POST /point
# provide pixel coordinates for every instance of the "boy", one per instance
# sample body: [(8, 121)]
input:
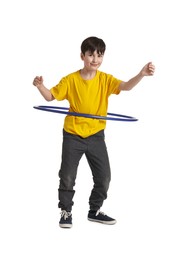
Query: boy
[(87, 91)]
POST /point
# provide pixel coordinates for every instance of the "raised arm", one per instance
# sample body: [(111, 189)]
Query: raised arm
[(38, 82), (147, 70)]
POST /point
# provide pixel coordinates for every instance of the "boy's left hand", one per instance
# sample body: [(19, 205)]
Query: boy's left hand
[(148, 69)]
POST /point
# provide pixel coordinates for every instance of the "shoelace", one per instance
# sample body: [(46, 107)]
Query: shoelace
[(65, 214), (100, 212)]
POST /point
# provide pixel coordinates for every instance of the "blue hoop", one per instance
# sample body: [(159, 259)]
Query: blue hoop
[(60, 110)]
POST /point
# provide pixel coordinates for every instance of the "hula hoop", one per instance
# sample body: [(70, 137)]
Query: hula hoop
[(65, 110)]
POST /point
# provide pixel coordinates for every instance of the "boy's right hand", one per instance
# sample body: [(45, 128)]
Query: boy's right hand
[(38, 81)]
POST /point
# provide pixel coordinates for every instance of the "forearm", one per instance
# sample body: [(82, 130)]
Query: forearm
[(128, 85), (45, 93)]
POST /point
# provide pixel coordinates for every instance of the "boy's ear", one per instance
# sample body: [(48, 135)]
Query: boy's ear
[(82, 56)]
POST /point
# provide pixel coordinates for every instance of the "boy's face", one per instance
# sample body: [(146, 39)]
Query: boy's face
[(92, 61)]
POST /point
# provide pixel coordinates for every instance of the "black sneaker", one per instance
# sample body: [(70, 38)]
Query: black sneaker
[(66, 219), (98, 216)]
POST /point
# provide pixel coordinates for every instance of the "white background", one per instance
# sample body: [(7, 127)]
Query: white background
[(43, 38)]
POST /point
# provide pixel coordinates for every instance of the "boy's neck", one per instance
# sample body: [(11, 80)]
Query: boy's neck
[(87, 75)]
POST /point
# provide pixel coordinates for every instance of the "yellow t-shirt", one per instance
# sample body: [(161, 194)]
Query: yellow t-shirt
[(86, 96)]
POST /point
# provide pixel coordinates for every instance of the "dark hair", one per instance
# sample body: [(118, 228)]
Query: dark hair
[(93, 43)]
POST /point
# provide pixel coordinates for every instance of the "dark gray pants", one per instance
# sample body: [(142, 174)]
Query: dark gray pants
[(94, 148)]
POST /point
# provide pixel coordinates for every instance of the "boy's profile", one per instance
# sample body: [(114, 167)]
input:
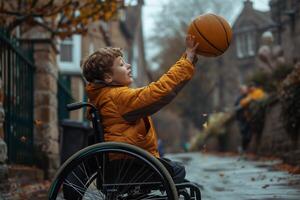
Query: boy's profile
[(126, 111)]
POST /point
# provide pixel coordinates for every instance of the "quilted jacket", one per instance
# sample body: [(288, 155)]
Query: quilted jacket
[(126, 112)]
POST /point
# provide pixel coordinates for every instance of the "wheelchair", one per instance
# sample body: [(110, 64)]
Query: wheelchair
[(115, 171)]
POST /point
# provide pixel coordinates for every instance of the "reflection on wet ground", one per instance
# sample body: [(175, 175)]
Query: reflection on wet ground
[(239, 179)]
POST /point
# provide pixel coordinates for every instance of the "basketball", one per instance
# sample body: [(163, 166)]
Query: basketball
[(212, 32)]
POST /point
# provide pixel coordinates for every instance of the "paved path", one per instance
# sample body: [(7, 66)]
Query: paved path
[(231, 178)]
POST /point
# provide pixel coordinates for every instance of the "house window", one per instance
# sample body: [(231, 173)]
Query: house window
[(245, 45), (66, 50), (70, 54)]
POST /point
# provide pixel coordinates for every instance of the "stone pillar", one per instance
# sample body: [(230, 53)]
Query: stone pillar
[(46, 132)]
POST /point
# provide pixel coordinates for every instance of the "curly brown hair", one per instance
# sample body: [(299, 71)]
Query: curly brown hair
[(99, 63)]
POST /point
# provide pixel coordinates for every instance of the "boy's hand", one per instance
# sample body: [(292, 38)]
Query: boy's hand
[(191, 46)]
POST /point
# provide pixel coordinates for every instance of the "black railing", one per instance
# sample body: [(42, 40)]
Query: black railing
[(17, 76)]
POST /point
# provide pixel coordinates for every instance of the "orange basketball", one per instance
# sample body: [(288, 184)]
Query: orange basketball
[(212, 32)]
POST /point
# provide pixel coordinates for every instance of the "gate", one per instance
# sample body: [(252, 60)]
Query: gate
[(17, 74)]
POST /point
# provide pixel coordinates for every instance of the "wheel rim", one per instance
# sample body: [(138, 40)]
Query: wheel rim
[(128, 175)]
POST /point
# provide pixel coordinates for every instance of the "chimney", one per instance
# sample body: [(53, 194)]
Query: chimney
[(248, 4)]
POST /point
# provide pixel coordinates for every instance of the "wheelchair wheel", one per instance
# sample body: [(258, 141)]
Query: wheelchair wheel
[(112, 171)]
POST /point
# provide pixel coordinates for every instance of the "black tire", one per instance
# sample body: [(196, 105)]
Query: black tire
[(112, 170)]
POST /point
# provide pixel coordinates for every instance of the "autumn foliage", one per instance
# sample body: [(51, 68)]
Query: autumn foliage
[(60, 17)]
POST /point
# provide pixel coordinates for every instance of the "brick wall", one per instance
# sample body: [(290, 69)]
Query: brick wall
[(45, 106)]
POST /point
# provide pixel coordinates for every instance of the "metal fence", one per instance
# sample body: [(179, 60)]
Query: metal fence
[(17, 75)]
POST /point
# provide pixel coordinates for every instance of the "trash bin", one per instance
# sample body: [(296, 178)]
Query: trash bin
[(74, 136)]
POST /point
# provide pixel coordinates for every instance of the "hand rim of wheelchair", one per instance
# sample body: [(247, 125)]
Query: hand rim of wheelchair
[(166, 180)]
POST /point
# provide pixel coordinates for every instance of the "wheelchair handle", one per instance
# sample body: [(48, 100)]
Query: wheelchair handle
[(96, 118), (78, 105)]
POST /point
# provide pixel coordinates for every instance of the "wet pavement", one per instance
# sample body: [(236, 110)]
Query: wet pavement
[(232, 178)]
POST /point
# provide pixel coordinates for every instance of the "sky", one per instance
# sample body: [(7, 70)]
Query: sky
[(152, 8)]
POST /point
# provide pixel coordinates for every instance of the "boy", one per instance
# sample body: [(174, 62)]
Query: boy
[(125, 112)]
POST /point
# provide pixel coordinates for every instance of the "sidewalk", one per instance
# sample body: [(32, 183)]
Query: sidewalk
[(24, 183)]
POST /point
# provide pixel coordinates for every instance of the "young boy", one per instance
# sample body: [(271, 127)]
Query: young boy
[(125, 111)]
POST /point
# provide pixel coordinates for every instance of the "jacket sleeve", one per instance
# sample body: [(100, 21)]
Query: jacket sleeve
[(137, 103)]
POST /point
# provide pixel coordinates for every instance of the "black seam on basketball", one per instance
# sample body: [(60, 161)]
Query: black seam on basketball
[(223, 28), (210, 53), (206, 39)]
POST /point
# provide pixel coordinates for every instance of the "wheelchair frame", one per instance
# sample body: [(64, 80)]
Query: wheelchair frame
[(187, 190)]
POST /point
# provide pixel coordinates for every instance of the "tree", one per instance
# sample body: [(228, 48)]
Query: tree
[(194, 102), (60, 17)]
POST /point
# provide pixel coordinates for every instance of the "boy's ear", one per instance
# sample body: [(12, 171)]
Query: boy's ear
[(108, 78)]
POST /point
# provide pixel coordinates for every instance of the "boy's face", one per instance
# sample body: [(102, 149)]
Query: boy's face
[(120, 72)]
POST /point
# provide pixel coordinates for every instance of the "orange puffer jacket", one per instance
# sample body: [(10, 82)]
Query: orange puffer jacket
[(125, 112)]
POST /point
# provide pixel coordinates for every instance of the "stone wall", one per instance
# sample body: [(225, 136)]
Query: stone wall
[(46, 134)]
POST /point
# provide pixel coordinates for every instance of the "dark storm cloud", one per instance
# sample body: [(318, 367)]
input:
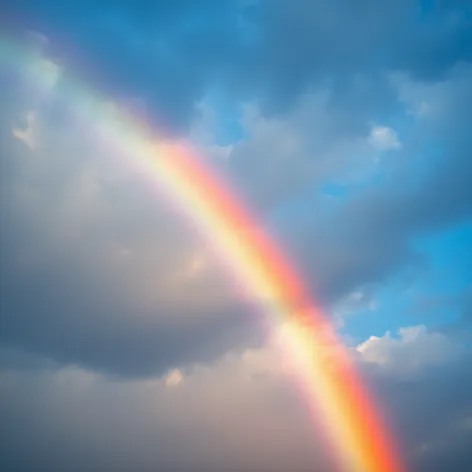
——
▶ **Your task**:
Exclude the images and reproduce the remaining data exactly.

▶ **Result**:
POST /point
# provide pixel coordinates for every instance of the "boy", one per instance
# sample body: [(8, 121)]
input:
Query: boy
[(87, 91)]
POST /point
# provide pixel coordinates for every instance of the "raised arm", one per instance
# sample body: [(111, 189)]
Query: raised arm
[(38, 82), (147, 70)]
POST /point
# provide pixel coordinates for every instance of the "boy's left hand", one per instance
# sample body: [(19, 205)]
Query: boy's left hand
[(148, 69)]
POST /point
# provide pixel coordinates for every instance of the "shoelace", one per instance
# sample body: [(46, 107)]
Query: shoelace
[(65, 214), (100, 212)]
POST /point
# provide pixel coordinates for every instance of the "blue hoop", one per instance
# sample body: [(159, 259)]
Query: blue hoop
[(60, 110)]
POST /point
# provide pixel coordinates for every instance of the "hula hoop", one per instance
# sample body: [(70, 137)]
Query: hula hoop
[(65, 110)]
POST /point
# provide pixel coordinates for every instance of the "boy's right hand", one per instance
# sample body: [(45, 128)]
Query: boy's right hand
[(38, 81)]
POST /point
# provide pixel coordinates for every instance of the "forearm", one per instance
# sample body: [(82, 130)]
Query: forearm
[(128, 85), (45, 93)]
POST /point
# provide pixel coordinates for every instance of the "boy's ear", one per instance
# sample body: [(48, 135)]
Query: boy's ear
[(82, 56)]
POST /point
# provide pixel coordinates for every instance of the "boy's face", one per instance
# sample body: [(146, 39)]
Query: boy's face
[(92, 61)]
POST /point
# provide pixel coordinates for every instance of the "black sneaker", one per instance
# sample body: [(70, 38)]
Query: black sneaker
[(66, 219), (98, 216)]
POST /point
# provide pixel coordinates for every instance of the "white background", one per instance
# sample body: [(7, 127)]
Query: white background
[(43, 38)]
POST /point
# provide pixel coordinates for every instance of the "boy's neck", one per instance
# sample body: [(11, 80)]
Query: boy's neck
[(87, 75)]
POST /point
# provide pixel coordinates for every instance of the "yellow t-shirt", one per instance
# sample body: [(161, 194)]
Query: yellow t-shirt
[(86, 96)]
POST /point
# provide pixel coordinates for every instance of the "dark hair", one per instance
# sample body: [(118, 228)]
Query: dark hair
[(93, 43)]
POST /point
# provide pixel coordinates for every instance of the "dark gray pants", one per instance
# sample body: [(142, 174)]
Query: dark gray pants
[(94, 148)]
POST /point
# provide pixel coordinates for every instance of the "boy's profile", one per instance
# sample body: [(114, 167)]
input:
Query: boy's profile
[(126, 111)]
POST /point
# provide pixel coordinates for every instance of the "quilted jacket", one per instance
# sample body: [(288, 155)]
Query: quilted jacket
[(126, 112)]
POST /point
# provide pixel coordinates for every instance of the "wheelchair", one per instance
# sample body: [(110, 64)]
Query: wheelchair
[(115, 171)]
POST /point
# provide pixel coordinates for every instance of the "reflection on wet ground", one per instance
# sample body: [(175, 175)]
Query: reflection on wet ground
[(239, 179)]
POST /point
# provide pixel coordinates for every instance of the "basketball", one per instance
# sample body: [(163, 166)]
Query: basketball
[(212, 32)]
POST /point
# provide pixel coordinates for every instance of the "paved path", one per instance
# sample body: [(7, 66)]
Query: paved path
[(231, 178)]
POST /point
# provide pixel coordinates for every instance of the "house window", one per instance
# sample body: [(231, 173)]
Query: house window
[(245, 45), (66, 50), (70, 54)]
POST /point
# provide pixel coordinates for every instance of the "stone pillar", one per instance
# sample body: [(230, 53)]
Query: stone pillar
[(46, 132)]
POST /point
# provide pixel coordinates for every instance of the "curly brown hair", one per instance
# sample body: [(299, 71)]
Query: curly brown hair
[(99, 63)]
POST /point
# provide pixel coordinates for every instance of the "boy's hand", one per instance
# sample body: [(292, 38)]
Query: boy's hand
[(191, 46)]
POST /point
# provide pixel coordinates for every instance of the "black railing", one per instance
# sample body: [(42, 40)]
Query: black railing
[(17, 76)]
POST /point
# provide pixel coordinates for every instance of the "orange basketball", one per instance
# sample body: [(288, 184)]
Query: orange basketball
[(212, 32)]
POST /point
# provide pixel coordinates for every instance of the "gate", one per instance
# sample body: [(252, 60)]
Query: gate
[(17, 74)]
POST /point
# provide pixel coordinates for every instance of the "wheel rim", one per instance
# sample body: [(138, 40)]
Query: wheel rim
[(128, 175)]
POST /point
# provide pixel coordinates for every instance of the "chimney", one per instance
# sample body: [(53, 194)]
Query: chimney
[(248, 4)]
POST /point
# provide pixel coordinates for every instance of the "wheelchair wheel", one per instance
# sample body: [(258, 141)]
Query: wheelchair wheel
[(112, 171)]
POST /point
# provide pixel coordinates for every instance of the "black tire", one per instance
# sample body: [(196, 105)]
Query: black tire
[(112, 170)]
POST /point
# provide pixel coordinates for every instance of the "autumn foliage", one per instance
# sample body: [(51, 68)]
Query: autumn foliage
[(60, 17)]
POST /point
# provide pixel coordinates for every instance of the "brick wall", one per instance
# sample body: [(290, 69)]
Query: brick wall
[(45, 106)]
POST /point
# provide pixel coordinates for every instance of the "metal fence", one per instance
# sample body: [(179, 60)]
Query: metal fence
[(17, 75)]
POST /point
# provide pixel coordinates for every instance of the "trash bin", one per instance
# sample body: [(296, 178)]
Query: trash bin
[(74, 136)]
POST /point
# provide pixel coordinates for every instance of the "hand rim of wheelchair", one per instance
# sample body: [(247, 125)]
Query: hand rim of wheelchair
[(166, 180)]
POST /point
# provide pixel coordinates for every instance of the "wheelchair handle", one per instance
# sample body: [(48, 100)]
Query: wheelchair handle
[(96, 118), (78, 105)]
POST /point
# provide pixel coordinates for every instance of the "wet pavement", one per instance
# sample body: [(236, 110)]
Query: wet pavement
[(232, 178)]
POST /point
# provide pixel coordinates for every instance of the "sky", one per instance
# sample body: [(7, 70)]
Query: sky
[(152, 8)]
POST /point
# provide pixel coordinates for every instance of the "boy", one per instance
# sample body: [(174, 62)]
Query: boy
[(125, 112)]
POST /point
# provide pixel coordinates for every instance of the "sidewalk", one per instance
# sample body: [(32, 183)]
Query: sidewalk
[(24, 183)]
POST /point
# provide pixel coordinates for every instance of the "young boy", one per instance
# sample body: [(271, 127)]
Query: young boy
[(125, 111)]
POST /point
# provide pixel coordinates for every instance of the "jacket sleeve", one per instance
# sample body: [(100, 21)]
Query: jacket sleeve
[(137, 103)]
POST /point
# provide pixel coordinates for every instance of the "black seam on basketball", one per instance
# sample body: [(60, 161)]
Query: black seam on basketball
[(223, 28), (210, 53), (206, 39)]
POST /point
# provide pixel coordinates for every instance of the "wheelchair frame", one per instance
# sample body: [(64, 80)]
Query: wheelchair frame
[(187, 190)]
POST /point
# provide pixel coordinates for every instance of the "tree", one per instance
# sample body: [(228, 48)]
Query: tree
[(194, 102), (60, 17)]
POST /point
# provide pixel coordinates for every instance of the "boy's ear", one per instance
# sample body: [(12, 171)]
Query: boy's ear
[(108, 78)]
POST /point
# provide pixel coordinates for every instance of the "boy's face", one per instance
# sample body: [(102, 149)]
Query: boy's face
[(120, 72)]
POST /point
# provide pixel coordinates for every instance of the "orange puffer jacket", one per instance
# sample body: [(10, 82)]
Query: orange puffer jacket
[(125, 112)]
POST /point
# provide pixel coordinates for every instance of the "stone wall", one per instance
# sample body: [(225, 136)]
Query: stone wall
[(46, 134)]
POST /point
# provide pixel coordinates for every instance of the "dark storm cloud", one per instance
# sample body: [(318, 367)]
input:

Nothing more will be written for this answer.